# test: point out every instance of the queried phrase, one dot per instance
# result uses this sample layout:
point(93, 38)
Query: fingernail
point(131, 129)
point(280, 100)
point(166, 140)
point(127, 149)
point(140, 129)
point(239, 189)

* **How to complete this task**
Reproduce exactly the lines from the one with "# result uses" through the end of the entries above, both ends included.

* **Output for this task**
# result uses this sample layout:
point(93, 38)
Query: fingernail
point(131, 129)
point(280, 100)
point(166, 140)
point(127, 149)
point(140, 129)
point(239, 189)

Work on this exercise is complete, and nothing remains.